Stored records:
···

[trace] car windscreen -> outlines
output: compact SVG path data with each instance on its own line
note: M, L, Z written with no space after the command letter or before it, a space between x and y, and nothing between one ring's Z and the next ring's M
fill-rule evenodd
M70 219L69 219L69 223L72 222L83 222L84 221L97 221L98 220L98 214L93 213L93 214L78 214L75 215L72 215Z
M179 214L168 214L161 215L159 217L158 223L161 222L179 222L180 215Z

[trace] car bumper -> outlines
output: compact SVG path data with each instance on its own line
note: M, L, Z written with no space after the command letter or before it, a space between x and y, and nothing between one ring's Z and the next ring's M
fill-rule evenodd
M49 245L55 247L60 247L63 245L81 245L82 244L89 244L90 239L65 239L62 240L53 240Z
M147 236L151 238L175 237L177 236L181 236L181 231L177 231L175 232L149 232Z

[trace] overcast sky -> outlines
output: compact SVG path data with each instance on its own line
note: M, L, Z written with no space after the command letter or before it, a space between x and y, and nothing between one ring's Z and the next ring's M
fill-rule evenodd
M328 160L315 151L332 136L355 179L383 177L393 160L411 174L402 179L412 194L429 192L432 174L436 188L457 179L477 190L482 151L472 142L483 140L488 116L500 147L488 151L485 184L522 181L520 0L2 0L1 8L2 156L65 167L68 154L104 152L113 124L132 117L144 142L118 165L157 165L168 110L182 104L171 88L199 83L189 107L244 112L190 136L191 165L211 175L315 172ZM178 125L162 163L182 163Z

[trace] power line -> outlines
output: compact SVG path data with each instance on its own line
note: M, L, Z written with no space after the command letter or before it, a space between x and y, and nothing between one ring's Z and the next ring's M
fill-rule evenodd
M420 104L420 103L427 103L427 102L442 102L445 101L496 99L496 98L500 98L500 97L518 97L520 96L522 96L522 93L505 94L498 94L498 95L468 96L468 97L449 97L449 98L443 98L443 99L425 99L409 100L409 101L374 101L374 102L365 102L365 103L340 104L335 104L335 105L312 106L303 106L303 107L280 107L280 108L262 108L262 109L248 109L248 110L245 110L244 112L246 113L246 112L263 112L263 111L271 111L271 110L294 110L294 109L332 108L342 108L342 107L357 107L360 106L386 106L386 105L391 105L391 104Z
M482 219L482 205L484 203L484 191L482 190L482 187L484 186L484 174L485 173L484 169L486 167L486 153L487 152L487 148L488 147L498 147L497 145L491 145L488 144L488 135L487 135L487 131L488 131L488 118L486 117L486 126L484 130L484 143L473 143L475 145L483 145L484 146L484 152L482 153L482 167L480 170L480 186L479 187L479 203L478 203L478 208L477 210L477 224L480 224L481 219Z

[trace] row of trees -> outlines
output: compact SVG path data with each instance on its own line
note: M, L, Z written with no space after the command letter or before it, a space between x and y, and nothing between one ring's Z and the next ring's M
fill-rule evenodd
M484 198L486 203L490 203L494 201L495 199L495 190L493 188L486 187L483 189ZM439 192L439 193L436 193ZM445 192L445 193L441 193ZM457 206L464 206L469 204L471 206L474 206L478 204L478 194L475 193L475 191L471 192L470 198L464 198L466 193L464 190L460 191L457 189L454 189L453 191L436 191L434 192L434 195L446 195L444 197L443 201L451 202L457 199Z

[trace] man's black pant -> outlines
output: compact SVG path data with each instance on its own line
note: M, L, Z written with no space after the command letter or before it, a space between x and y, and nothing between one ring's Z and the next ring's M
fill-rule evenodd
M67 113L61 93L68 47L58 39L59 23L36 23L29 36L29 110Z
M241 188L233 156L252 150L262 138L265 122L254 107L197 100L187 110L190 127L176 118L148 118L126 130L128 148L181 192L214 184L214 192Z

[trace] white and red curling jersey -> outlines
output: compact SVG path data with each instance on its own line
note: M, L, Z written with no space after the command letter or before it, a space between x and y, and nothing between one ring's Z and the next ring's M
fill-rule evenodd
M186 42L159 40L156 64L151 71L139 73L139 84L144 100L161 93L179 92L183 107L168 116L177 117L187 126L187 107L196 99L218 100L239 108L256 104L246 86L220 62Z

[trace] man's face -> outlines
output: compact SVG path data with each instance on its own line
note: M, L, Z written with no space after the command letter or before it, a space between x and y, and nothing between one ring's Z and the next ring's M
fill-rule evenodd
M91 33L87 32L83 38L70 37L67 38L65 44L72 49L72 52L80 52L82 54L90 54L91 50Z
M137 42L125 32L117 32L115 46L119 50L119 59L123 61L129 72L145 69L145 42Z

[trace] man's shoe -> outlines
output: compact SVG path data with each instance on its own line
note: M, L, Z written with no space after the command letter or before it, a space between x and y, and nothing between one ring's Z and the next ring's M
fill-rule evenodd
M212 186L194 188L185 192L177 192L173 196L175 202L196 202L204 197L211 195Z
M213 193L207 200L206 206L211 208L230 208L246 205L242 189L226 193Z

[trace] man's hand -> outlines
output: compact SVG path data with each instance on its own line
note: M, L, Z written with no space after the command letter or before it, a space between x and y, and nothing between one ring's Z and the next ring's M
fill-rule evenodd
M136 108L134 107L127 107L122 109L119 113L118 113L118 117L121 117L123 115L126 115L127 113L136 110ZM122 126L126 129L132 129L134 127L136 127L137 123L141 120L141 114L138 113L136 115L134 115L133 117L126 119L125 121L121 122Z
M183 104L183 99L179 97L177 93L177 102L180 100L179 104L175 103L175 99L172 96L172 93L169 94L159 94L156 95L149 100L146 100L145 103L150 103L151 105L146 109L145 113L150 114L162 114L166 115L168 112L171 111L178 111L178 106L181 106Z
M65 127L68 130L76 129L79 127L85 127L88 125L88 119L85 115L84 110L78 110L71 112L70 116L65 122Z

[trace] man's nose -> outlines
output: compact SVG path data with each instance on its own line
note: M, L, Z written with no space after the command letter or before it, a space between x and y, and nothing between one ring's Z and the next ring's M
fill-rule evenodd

···

## [AIM]
Write out the records above again, changing every "outlines" to "polygons" and leaving everything else as it is.

## [EXERCISE RESPONSE]
[trace] car windscreen -> polygons
output: compact SVG path data with each instance on its own line
note: M, L, Z written with no space after the command letter or before it, a space between x and y, and nothing between one ring's Z and the next ring's M
fill-rule evenodd
M70 219L69 219L69 223L72 222L83 222L84 221L97 221L98 220L98 214L93 213L93 214L78 214L75 215L72 215Z
M179 214L168 214L161 215L159 217L158 223L161 222L179 222L180 215Z

[trace] car bumper -> polygons
output: compact SVG path data with each instance on its own line
note: M, L, Z written with no space after the command letter or before it, a space between x and y, and nothing between one ring's Z and the next ring's M
fill-rule evenodd
M49 245L55 247L60 247L63 245L81 245L82 244L89 244L90 239L65 239L62 240L53 240Z
M147 236L151 238L175 237L177 236L181 236L181 231L177 231L175 232L149 232Z

[trace] overcast sky -> polygons
output: compact SVG path data with each instance on its own line
note: M, L, Z written with no space after the command letter or before it, a space between x and y, and nothing between one ring's Z and the next ring's M
fill-rule evenodd
M328 160L315 151L332 136L355 179L383 177L393 160L411 174L402 179L412 194L429 192L432 174L436 188L457 179L477 190L482 151L472 142L483 140L488 116L500 147L488 151L485 184L522 181L520 0L2 0L1 8L2 156L65 167L68 154L104 152L113 124L132 117L144 142L118 165L157 165L168 110L182 104L171 88L199 83L189 107L244 112L190 136L191 165L211 175L315 172ZM178 125L162 163L182 163Z

[trace] power line -> polygons
output: compact SVG path data with each instance on its own line
note: M, L, Z written with no space after the command letter or before it, a space between x and y, and nothing between one ring's Z and the next ring's M
fill-rule evenodd
M420 104L420 103L427 103L427 102L442 102L445 101L496 99L496 98L500 98L500 97L518 97L520 96L522 96L522 93L505 94L498 94L498 95L468 96L468 97L449 97L449 98L443 98L443 99L425 99L409 100L409 101L374 101L374 102L365 102L365 103L340 104L335 104L335 105L312 106L303 106L303 107L280 107L280 108L262 108L262 109L248 109L248 110L245 110L244 112L246 113L246 112L263 112L263 111L271 111L271 110L294 110L294 109L332 108L342 108L342 107L357 107L360 106L386 106L386 105L391 105L391 104Z
M482 219L482 205L484 203L484 191L482 190L482 187L484 186L484 174L485 173L484 169L486 167L486 153L487 152L487 148L488 147L498 147L497 145L491 145L488 144L488 135L487 135L487 131L488 131L488 118L486 117L486 126L484 130L484 143L473 143L475 145L483 145L484 146L484 152L482 153L482 167L480 170L480 186L479 187L479 203L478 203L478 208L477 210L477 224L480 224L481 219Z

[trace] row of trees -> polygons
output: compact SVG path data with each instance on its own line
note: M, L, Z written with no space after the command letter or before it, a space between x and y, and nothing between one ring's Z and the next ring's M
fill-rule evenodd
M484 198L486 203L490 203L494 201L495 199L495 190L493 188L486 187L483 189ZM439 192L439 193L436 193ZM445 192L445 193L441 193ZM457 206L464 206L469 204L471 206L474 206L478 204L478 194L475 193L475 191L471 192L470 198L464 198L466 193L464 190L460 191L457 189L454 189L453 191L436 191L434 192L434 195L446 195L444 197L443 201L451 202L457 199Z

[trace] man's black pant -> polygons
output: compact SVG path data with each instance on its own line
note: M, L, Z written with no space after the command letter or before it, a space between x and y, and nothing between one ring's Z and the next ring's M
fill-rule evenodd
M67 113L61 93L68 47L58 39L59 23L36 23L29 36L29 110Z
M241 188L233 156L252 150L262 138L265 122L254 107L197 100L187 110L190 127L176 118L148 118L126 130L128 148L181 192L214 184L214 192Z

[trace] white and red curling jersey -> polygons
output: compact SVG path data with each instance on its own line
note: M, L, Z written with no space after the command letter or before it, a space between x and y, and nothing between one ring's Z and the next ring's M
fill-rule evenodd
M186 42L159 40L156 64L151 71L139 73L139 84L144 100L161 93L179 92L183 107L168 116L177 117L187 126L187 107L196 99L218 100L239 108L256 104L246 86L220 62Z

[trace] man's face -> polygons
output: compact SVG path data with each instance on its own line
note: M, L, Z written with no space after the command letter or before it, a space between x and y, and nothing between one ring's Z and the next ring's M
fill-rule evenodd
M91 33L87 32L83 38L70 37L67 38L65 44L72 49L72 52L80 52L82 54L90 54L91 50Z
M137 42L125 32L117 32L115 46L119 50L119 59L123 61L129 72L145 69L145 42Z

[trace] man's shoe -> polygons
output: compact SVG path data with each instance on its own line
note: M, L, Z written with no space after the command letter or before it, a space between x and y, and nothing between one ring's Z and the next ring's M
fill-rule evenodd
M212 186L194 188L185 192L177 192L173 196L175 202L196 202L204 197L211 195Z
M213 193L207 200L206 206L211 208L230 208L246 205L242 189L226 193Z

[trace] man's hand -> polygons
output: compact SVG path data with each instance on its own line
note: M, L, Z written with no space after the command letter or before it, a space between x and y, and nothing between one ring's Z and the next ring's M
fill-rule evenodd
M136 108L134 107L127 107L122 109L119 113L118 113L118 117L121 117L123 115L126 115L127 113L136 110ZM122 126L126 129L132 129L134 127L136 127L137 123L141 120L141 114L138 113L136 115L134 115L133 117L126 119L125 121L121 122Z
M183 104L183 99L179 97L177 93L177 102L180 100L179 104L175 103L175 99L172 96L172 93L169 94L159 94L156 95L149 100L146 100L145 103L150 103L151 105L146 109L145 113L150 114L162 114L166 115L168 112L171 111L178 111L178 106L181 106Z
M65 127L68 130L76 129L79 127L85 127L88 125L88 119L85 115L84 110L78 110L71 112L70 116L65 122Z

[trace] man's nose -> polygons
output: compact SVG path data with each instance on its own line
note: M, L, Z written with no space after the command letter or before it, a space between x and y, and nothing between one ring's Z and the next ring's M
fill-rule evenodd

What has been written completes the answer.